Available data »
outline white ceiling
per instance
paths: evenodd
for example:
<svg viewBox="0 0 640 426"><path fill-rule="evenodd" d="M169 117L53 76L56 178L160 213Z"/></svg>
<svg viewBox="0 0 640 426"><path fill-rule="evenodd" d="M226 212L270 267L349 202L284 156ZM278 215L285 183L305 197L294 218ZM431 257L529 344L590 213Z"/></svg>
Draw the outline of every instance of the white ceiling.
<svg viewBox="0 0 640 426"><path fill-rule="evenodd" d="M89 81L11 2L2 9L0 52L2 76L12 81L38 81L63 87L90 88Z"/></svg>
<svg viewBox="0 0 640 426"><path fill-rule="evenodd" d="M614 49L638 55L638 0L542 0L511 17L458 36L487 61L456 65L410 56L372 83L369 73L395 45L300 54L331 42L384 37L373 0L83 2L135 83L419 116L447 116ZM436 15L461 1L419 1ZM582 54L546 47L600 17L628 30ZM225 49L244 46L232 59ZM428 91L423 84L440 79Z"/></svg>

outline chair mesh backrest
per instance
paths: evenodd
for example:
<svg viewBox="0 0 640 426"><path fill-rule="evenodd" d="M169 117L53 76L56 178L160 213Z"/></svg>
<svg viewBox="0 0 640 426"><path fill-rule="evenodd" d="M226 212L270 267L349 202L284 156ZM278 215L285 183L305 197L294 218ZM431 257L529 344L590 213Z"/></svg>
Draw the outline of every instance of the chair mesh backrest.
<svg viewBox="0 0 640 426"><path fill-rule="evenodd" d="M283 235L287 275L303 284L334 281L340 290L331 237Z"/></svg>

Aim of the exercise »
Nothing in the entries above may be left out; retype them all exactly.

Result of the task »
outline white ceiling
per instance
paths: evenodd
for example:
<svg viewBox="0 0 640 426"><path fill-rule="evenodd" d="M169 117L53 76L56 178L160 213Z"/></svg>
<svg viewBox="0 0 640 426"><path fill-rule="evenodd" d="M226 212L270 267L349 202L284 156ZM278 215L285 183L305 197L294 218ZM431 257L529 344L590 213Z"/></svg>
Draw the outline of every instance of the white ceiling.
<svg viewBox="0 0 640 426"><path fill-rule="evenodd" d="M89 81L11 2L2 9L0 52L2 76L12 81L38 81L63 87L90 88Z"/></svg>
<svg viewBox="0 0 640 426"><path fill-rule="evenodd" d="M614 49L638 55L638 0L542 0L511 17L458 36L487 61L456 65L410 56L372 83L369 73L395 45L300 54L331 42L384 37L373 0L83 2L135 83L419 116L447 116ZM436 15L461 1L419 1ZM582 54L546 47L600 17L628 30ZM225 49L244 46L232 59ZM428 91L423 84L440 79Z"/></svg>

outline chair mesh backrest
per instance
paths: evenodd
for example:
<svg viewBox="0 0 640 426"><path fill-rule="evenodd" d="M169 117L53 76L56 178L160 213Z"/></svg>
<svg viewBox="0 0 640 426"><path fill-rule="evenodd" d="M226 212L270 267L349 202L284 156ZM278 215L285 183L305 197L294 218ZM431 257L529 344L590 213Z"/></svg>
Draw the outline of every instance of the chair mesh backrest.
<svg viewBox="0 0 640 426"><path fill-rule="evenodd" d="M283 235L287 275L303 284L334 281L340 290L331 237Z"/></svg>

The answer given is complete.